Excerpts from point annotation data
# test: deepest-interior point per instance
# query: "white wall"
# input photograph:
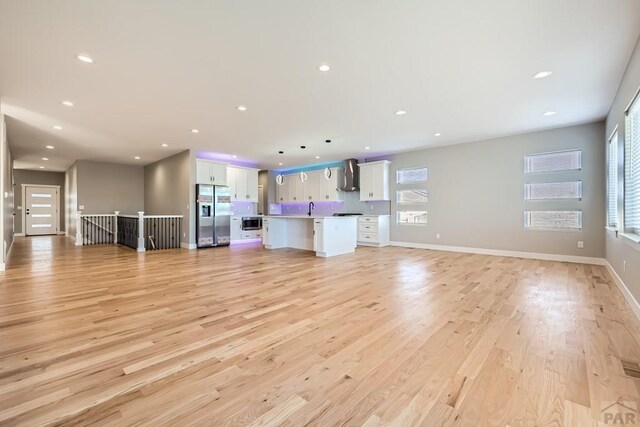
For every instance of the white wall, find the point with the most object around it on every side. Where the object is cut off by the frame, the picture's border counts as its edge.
(476, 193)
(619, 249)
(6, 198)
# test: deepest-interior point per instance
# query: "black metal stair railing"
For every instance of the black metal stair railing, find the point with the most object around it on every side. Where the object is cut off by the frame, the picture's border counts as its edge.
(128, 231)
(162, 232)
(97, 229)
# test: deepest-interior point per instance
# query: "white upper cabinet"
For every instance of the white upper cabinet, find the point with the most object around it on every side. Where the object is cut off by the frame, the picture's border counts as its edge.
(319, 186)
(328, 183)
(208, 172)
(243, 184)
(311, 193)
(374, 181)
(296, 190)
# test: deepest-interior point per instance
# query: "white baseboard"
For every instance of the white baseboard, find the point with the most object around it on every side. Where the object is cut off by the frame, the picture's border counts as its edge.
(631, 300)
(498, 252)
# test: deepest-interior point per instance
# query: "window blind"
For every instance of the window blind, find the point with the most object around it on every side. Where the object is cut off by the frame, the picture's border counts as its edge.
(553, 220)
(411, 176)
(411, 196)
(553, 190)
(612, 182)
(412, 217)
(632, 169)
(558, 161)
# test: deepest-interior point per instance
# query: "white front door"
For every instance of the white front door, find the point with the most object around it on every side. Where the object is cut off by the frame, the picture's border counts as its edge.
(41, 210)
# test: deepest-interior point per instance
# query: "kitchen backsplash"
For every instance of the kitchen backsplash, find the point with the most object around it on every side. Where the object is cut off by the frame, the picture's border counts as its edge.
(351, 204)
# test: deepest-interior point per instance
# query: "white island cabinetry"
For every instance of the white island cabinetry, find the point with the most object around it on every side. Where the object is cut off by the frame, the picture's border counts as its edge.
(327, 236)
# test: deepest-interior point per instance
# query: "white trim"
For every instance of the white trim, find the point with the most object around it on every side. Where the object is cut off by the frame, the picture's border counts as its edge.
(631, 236)
(631, 300)
(498, 252)
(58, 207)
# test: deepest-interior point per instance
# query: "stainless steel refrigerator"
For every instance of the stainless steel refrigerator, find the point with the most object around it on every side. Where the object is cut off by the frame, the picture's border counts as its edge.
(213, 215)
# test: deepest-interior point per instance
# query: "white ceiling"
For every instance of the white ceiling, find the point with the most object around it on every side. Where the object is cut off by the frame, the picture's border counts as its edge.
(458, 67)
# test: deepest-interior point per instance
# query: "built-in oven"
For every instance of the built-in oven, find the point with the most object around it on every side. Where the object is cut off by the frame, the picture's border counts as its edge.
(251, 223)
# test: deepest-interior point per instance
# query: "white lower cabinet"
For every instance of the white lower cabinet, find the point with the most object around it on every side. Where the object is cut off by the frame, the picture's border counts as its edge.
(238, 234)
(373, 230)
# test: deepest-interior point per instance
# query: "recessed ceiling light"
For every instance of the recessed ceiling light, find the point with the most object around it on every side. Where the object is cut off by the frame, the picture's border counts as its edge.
(542, 74)
(85, 58)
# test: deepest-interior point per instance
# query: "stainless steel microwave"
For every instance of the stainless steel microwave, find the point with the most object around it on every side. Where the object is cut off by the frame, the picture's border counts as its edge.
(251, 223)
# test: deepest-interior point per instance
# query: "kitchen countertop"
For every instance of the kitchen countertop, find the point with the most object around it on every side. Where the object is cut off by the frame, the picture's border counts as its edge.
(307, 216)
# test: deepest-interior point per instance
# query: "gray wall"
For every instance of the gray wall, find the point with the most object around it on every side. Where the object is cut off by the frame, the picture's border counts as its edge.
(167, 189)
(107, 187)
(41, 178)
(476, 195)
(71, 199)
(7, 191)
(618, 248)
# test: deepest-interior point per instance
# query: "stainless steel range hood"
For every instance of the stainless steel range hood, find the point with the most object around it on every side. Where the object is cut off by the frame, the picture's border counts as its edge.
(351, 176)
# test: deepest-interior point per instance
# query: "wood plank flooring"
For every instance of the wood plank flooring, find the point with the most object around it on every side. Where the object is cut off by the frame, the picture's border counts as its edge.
(241, 336)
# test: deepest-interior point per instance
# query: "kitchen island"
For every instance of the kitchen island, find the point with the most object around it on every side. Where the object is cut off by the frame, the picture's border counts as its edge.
(325, 235)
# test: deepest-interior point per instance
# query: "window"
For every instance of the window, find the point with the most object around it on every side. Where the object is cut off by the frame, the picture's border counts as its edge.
(553, 190)
(553, 220)
(612, 182)
(411, 176)
(558, 161)
(412, 217)
(411, 196)
(632, 168)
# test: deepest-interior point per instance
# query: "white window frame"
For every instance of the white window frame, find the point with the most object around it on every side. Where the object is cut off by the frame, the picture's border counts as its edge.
(613, 179)
(412, 224)
(561, 229)
(629, 144)
(528, 184)
(578, 150)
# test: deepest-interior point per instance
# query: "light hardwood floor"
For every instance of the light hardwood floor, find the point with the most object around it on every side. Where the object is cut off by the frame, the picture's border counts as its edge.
(244, 336)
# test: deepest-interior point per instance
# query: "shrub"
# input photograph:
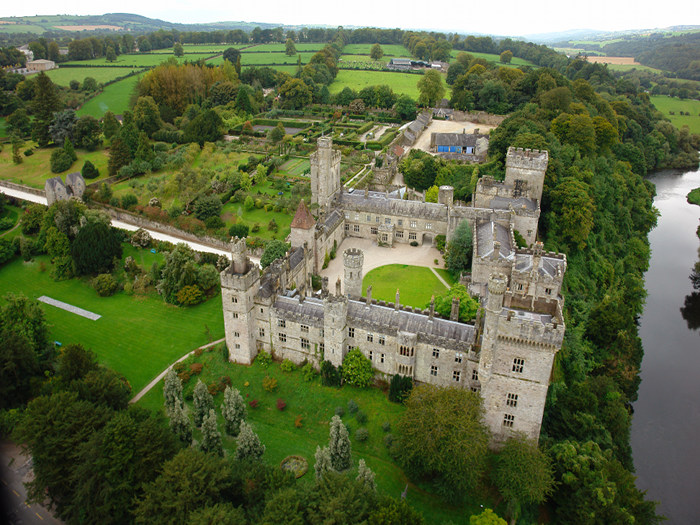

STATED PROBLEM> Which lines of the material contain the string "upper"? Report each of them in full.

ANSWER IN FULL>
# query: "white upper cabinet"
For every instance of the white upper cabinet, find the point with the most object around it on every side. Where the object is cut off by the frame, the picture's border counts as its edge.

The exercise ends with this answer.